↓↓↓

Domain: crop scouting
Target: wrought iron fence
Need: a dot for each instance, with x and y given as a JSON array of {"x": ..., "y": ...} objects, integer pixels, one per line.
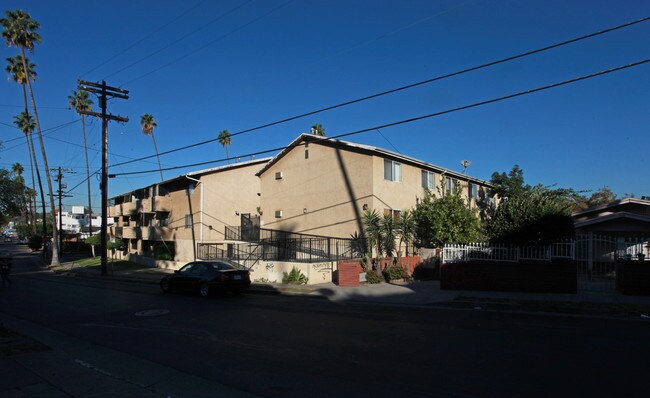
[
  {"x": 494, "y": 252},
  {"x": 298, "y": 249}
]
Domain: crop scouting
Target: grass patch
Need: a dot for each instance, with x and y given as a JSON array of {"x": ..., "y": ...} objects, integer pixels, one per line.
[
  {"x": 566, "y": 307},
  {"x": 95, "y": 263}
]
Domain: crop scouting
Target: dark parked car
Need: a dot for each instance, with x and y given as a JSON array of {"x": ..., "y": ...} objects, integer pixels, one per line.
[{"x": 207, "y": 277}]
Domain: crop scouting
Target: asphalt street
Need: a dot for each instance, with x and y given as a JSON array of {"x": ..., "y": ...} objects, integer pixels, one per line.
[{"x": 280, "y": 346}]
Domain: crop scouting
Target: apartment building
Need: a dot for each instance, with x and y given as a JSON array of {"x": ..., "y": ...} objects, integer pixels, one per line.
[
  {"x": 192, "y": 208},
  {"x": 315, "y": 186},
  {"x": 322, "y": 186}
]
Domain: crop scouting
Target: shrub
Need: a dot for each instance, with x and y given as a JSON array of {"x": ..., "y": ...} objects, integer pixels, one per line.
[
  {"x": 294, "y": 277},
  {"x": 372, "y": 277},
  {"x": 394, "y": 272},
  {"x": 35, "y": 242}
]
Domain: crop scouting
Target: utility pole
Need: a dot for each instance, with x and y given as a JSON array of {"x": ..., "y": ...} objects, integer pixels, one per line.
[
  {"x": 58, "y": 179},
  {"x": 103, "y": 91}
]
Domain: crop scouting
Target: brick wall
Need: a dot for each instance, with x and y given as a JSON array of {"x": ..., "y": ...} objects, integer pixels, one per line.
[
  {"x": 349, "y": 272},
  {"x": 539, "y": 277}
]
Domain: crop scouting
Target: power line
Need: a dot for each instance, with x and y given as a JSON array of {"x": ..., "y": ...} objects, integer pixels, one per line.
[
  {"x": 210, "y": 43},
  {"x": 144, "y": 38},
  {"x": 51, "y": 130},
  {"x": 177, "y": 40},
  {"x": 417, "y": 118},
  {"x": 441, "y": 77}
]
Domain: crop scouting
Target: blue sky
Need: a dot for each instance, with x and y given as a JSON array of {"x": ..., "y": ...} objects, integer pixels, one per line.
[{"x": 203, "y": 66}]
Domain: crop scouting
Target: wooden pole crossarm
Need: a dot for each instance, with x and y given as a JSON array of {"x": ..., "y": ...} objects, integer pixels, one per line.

↑↑↑

- REQUEST
From the data above, pick out and copy every line containing the string "Target".

- SOLUTION BELOW
Target: wrought iron fence
Target: grass patch
Target: dark parked car
Target: asphalt street
Target: apartment building
Target: shrub
Target: utility pole
Target: brick wall
Target: power line
Target: blue sky
Target: wooden pole crossarm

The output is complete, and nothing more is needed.